▸ **Prompt**:
Arrange the rows below as a numbered list, omitting any blank lines.

======== Extracted entries ========

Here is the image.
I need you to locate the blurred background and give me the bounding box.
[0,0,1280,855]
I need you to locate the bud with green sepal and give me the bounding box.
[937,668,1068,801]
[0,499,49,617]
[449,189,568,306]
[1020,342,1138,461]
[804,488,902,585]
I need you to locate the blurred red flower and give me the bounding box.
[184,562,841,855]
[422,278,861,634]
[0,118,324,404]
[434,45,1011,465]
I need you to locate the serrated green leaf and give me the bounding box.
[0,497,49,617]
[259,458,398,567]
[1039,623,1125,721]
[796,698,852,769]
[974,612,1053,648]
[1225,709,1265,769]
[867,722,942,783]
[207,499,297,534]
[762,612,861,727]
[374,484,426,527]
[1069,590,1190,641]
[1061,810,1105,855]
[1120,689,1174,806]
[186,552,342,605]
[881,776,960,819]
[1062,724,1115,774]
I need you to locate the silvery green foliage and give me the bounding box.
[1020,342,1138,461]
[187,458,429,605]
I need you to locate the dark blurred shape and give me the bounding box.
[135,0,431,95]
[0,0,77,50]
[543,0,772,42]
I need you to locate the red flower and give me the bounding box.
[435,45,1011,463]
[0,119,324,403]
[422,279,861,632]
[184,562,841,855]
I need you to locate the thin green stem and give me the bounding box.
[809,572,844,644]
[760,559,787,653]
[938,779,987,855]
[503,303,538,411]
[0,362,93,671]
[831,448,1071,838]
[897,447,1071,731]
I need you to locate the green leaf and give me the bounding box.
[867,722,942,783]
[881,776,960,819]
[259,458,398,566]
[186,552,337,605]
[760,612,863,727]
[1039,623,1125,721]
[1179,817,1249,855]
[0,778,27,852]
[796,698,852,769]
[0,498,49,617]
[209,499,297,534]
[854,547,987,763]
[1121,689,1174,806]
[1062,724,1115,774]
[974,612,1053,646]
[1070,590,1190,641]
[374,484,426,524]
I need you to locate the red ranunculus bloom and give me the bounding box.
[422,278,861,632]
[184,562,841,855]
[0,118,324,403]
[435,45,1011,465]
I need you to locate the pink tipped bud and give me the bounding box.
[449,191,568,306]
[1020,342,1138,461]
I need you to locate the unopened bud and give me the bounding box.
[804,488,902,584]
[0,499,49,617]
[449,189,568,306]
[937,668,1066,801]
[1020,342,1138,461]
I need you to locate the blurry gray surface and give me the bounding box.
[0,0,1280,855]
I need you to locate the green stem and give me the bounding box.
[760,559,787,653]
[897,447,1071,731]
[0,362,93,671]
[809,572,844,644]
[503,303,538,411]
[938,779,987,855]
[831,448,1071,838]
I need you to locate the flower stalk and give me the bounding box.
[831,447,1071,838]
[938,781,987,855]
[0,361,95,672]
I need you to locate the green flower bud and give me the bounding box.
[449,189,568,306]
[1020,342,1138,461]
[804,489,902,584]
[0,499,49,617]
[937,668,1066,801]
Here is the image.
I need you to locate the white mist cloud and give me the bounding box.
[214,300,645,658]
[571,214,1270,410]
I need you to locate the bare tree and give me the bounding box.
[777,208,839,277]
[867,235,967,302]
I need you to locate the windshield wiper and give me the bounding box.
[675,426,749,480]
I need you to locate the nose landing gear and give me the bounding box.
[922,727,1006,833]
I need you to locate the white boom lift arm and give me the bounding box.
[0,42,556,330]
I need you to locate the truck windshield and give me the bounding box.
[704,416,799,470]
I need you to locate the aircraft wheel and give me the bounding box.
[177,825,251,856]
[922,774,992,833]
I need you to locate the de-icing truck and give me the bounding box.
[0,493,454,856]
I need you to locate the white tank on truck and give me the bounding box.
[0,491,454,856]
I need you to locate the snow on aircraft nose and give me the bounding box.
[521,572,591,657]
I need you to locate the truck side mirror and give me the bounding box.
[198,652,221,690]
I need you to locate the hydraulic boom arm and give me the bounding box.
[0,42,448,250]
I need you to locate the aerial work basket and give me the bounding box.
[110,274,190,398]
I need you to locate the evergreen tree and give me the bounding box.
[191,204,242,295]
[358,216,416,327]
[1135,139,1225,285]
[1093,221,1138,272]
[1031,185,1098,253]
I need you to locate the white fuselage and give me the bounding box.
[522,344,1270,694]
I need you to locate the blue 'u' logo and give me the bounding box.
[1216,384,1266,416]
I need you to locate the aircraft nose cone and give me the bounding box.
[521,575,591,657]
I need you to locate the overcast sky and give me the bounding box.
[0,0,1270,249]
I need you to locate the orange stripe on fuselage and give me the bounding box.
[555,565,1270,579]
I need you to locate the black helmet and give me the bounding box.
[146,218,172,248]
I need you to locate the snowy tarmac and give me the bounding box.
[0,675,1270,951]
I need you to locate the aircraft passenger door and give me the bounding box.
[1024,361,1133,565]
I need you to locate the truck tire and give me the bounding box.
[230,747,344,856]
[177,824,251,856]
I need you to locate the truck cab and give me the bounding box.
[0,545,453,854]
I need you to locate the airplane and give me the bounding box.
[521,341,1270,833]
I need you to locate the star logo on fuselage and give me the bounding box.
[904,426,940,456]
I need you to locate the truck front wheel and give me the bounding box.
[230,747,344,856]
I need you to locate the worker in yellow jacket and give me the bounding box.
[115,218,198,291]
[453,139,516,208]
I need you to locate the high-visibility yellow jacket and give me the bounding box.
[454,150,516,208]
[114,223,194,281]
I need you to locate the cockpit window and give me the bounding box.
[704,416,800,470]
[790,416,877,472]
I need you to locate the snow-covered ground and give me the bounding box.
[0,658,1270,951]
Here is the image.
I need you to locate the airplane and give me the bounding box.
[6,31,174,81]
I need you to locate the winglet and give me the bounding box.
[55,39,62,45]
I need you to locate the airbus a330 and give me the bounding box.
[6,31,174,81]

========

▸ **Exercise solution**:
1. Here is the image.
2. I need you to locate the blurred background and give me the bounding box.
3. [0,0,1280,855]
4. I need you to locate the bud with green sepal and give me the bounding box.
5. [937,668,1068,801]
6. [0,499,49,617]
7. [449,189,568,306]
8. [1020,342,1138,461]
9. [804,488,902,585]
10. I need you to locate the blurred red flower and give me the bounding box.
11. [184,562,841,855]
12. [422,278,861,634]
13. [0,118,324,404]
14. [434,45,1011,465]
15. I need you to locate the serrated green leaf and give me the bounding box.
16. [0,497,49,617]
17. [259,458,398,567]
18. [1039,623,1125,721]
19. [796,698,852,769]
20. [974,612,1053,648]
21. [1225,709,1265,769]
22. [867,722,942,783]
23. [207,499,297,534]
24. [762,612,861,727]
25. [374,484,426,527]
26. [1069,590,1190,641]
27. [1061,810,1105,855]
28. [1120,689,1174,806]
29. [186,552,342,605]
30. [881,776,960,819]
31. [1062,724,1115,774]
32. I need you to locate the silvery green foliage and give me the bounding box.
33. [1020,342,1138,461]
34. [187,458,429,605]
35. I need you to locate the dark blurred shape and give me the bounding box.
36. [135,0,431,95]
37. [0,0,77,50]
38. [543,0,772,42]
39. I need you to locate the red flower and give me the bounding box.
40. [435,45,1011,463]
41. [0,119,324,403]
42. [422,279,861,632]
43. [184,562,841,855]
44. I need you to locate the thin green stem and give me the bounding box.
45. [809,572,844,644]
46. [760,559,787,653]
47. [938,779,987,855]
48. [503,303,538,411]
49. [0,362,93,671]
50. [831,448,1071,838]
51. [897,447,1071,731]
52. I need you to locate the green leaf and give me the bounding box.
53. [867,722,942,783]
54. [881,776,960,819]
55. [259,458,398,566]
56. [186,552,337,605]
57. [760,612,863,727]
58. [1039,623,1125,721]
59. [1179,817,1249,855]
60. [0,778,27,852]
61. [796,698,852,769]
62. [0,498,49,617]
63. [209,499,297,534]
64. [854,547,987,763]
65. [1121,689,1174,806]
66. [1062,724,1115,774]
67. [974,612,1053,646]
68. [1070,590,1190,641]
69. [374,484,426,524]
70. I need you to locate the red ranunculus bloom and give me the bounding box.
71. [422,278,861,632]
72. [184,562,841,855]
73. [0,118,324,403]
74. [435,45,1011,465]
75. I need you to locate the pink tipped bud and give me the bounding box.
76. [449,191,568,306]
77. [1020,342,1138,461]
78. I need you to locate the unopened bud and give me the bounding box.
79. [804,488,902,584]
80. [0,499,49,617]
81. [449,189,568,306]
82. [937,668,1066,801]
83. [1020,342,1138,461]
84. I need you to locate the blurry gray surface and give me the bounding box.
85. [0,0,1280,855]
86. I need you to locate the green stem and give me the bounding box.
87. [760,559,787,653]
88. [897,447,1071,731]
89. [0,362,93,671]
90. [809,572,844,644]
91. [503,303,538,411]
92. [938,779,987,855]
93. [831,448,1071,838]
94. I need you to locate the flower stalk and give me the bounding box.
95. [831,447,1071,838]
96. [938,781,987,855]
97. [0,361,95,672]
98. I need you to locate the green flower bud and give me the bounding box.
99. [449,189,568,306]
100. [1020,342,1138,461]
101. [804,489,902,584]
102. [0,499,49,617]
103. [937,668,1066,801]
104. Here is the image.
105. I need you to locate the white mist cloud and give me the bounding box.
106. [214,300,645,658]
107. [571,214,1270,410]
108. I need you to locate the bare tree and give me the bounding box.
109. [777,208,839,277]
110. [867,235,967,302]
111. I need you to locate the windshield wiper and give me the bounding box.
112. [675,426,749,480]
113. I need you to locate the nose landing gear and give me the bounding box.
114. [922,727,1006,833]
115. I need you to locate the white boom lift arm and give me the bounding box.
116. [0,42,556,330]
117. I need you to locate the truck windshield and give me the bounding box.
118. [704,416,799,470]
119. I need you to locate the aircraft wheel and give me the bounding box.
120. [177,825,251,856]
121. [922,774,992,833]
122. I need you to locate the de-icing truck and give me the bounding box.
123. [0,493,454,856]
124. I need you to locate the white tank on truck and give me the bounding box.
125. [0,491,454,856]
126. I need you to locate the snow on aircraft nose and give me the bounding box.
127. [521,572,591,657]
128. I need you to locate the truck side mirror and give me the bounding box.
129. [198,652,221,690]
130. I need you to locate the hydraulic boom arm and give me the bounding box.
131. [0,42,448,250]
132. I need you to locate the aerial work basket and give me the bounding box.
133. [110,274,190,398]
134. I need you to locate the evergreen tree and give me the bounding box.
135. [191,204,242,295]
136. [358,216,416,327]
137. [1135,139,1225,285]
138. [1093,221,1138,272]
139. [1031,185,1098,253]
140. I need you to locate the white fuselage and give me the bounding box.
141. [522,344,1270,694]
142. I need you to locate the blue 'u' logo and give me the bounding box.
143. [1216,384,1266,416]
144. I need you to locate the aircraft nose cone and give me the bounding box.
145. [521,575,591,657]
146. I need you to locate the overcast sky and give me the bounding box.
147. [0,0,1270,249]
148. I need you to locate the orange stripe on fuselage and give me the bounding box.
149. [555,565,1270,579]
150. I need you to locate the black helmet and give me the bounding box.
151. [146,218,172,248]
152. I need you to locate the snowy tarmac and give me the bounding box.
153. [0,675,1270,951]
154. I need you to locate the aircraft passenger door and give me the bounding box.
155. [1024,361,1133,565]
156. I need you to locate the truck tire and give me the bounding box.
157. [230,747,344,856]
158. [177,824,251,856]
159. I need you to locate the truck cab and give me the bounding box.
160. [0,545,453,854]
161. I need you to locate the airplane and give me the bounding box.
162. [521,341,1270,833]
163. I need you to locate the star logo on fuselage and give me the bounding box.
164. [904,426,940,456]
165. I need you to locate the truck front wheel and give me the bounding box.
166. [230,747,344,856]
167. I need you to locate the worker in yellow jacket and give me the bounding box.
168. [115,218,198,291]
169. [453,139,516,208]
170. I need you to locate the high-visibility yellow jacket and give me the bounding box.
171. [454,150,516,208]
172. [114,223,194,281]
173. I need you to locate the cockpit window and give me the bounding box.
174. [704,416,800,470]
175. [790,416,877,472]
176. I need you to locate the snow-covered ground and give me the bounding box.
177. [0,658,1270,951]
178. Here is the image.
179. I need you to locate the airplane and give me the bounding box.
180. [6,31,174,81]
181. I need you to locate the winglet and give me the bounding box.
182. [55,39,62,45]
183. I need you to locate the airbus a330 and give me the bounding box.
184. [6,31,174,81]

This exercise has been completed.